**Problem details:** The lines to be copied are those below that contain "knee".

Point localization data:
══════════

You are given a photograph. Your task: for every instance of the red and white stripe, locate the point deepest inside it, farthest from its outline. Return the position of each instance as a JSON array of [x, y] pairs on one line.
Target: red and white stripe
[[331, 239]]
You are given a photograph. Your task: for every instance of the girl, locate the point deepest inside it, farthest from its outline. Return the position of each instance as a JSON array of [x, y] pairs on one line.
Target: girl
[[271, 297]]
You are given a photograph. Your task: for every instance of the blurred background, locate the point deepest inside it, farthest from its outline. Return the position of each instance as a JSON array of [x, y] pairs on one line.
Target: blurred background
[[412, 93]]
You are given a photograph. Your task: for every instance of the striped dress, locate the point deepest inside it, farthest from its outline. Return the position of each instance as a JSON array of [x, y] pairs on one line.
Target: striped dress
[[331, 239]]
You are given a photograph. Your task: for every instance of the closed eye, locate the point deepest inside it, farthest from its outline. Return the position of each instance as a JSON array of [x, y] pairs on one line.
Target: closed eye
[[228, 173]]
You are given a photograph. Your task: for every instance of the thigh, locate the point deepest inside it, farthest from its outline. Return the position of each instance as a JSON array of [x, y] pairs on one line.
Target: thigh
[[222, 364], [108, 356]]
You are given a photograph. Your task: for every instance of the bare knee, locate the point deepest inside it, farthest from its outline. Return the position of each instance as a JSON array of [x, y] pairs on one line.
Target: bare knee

══════════

**Answer section:**
You are given a photograph. Your task: for every instance of the bare knee, locate the point deepest inside it, farthest from its outline. Return the position of each instance as a JSON array of [x, y] pairs on one line.
Target: bare knee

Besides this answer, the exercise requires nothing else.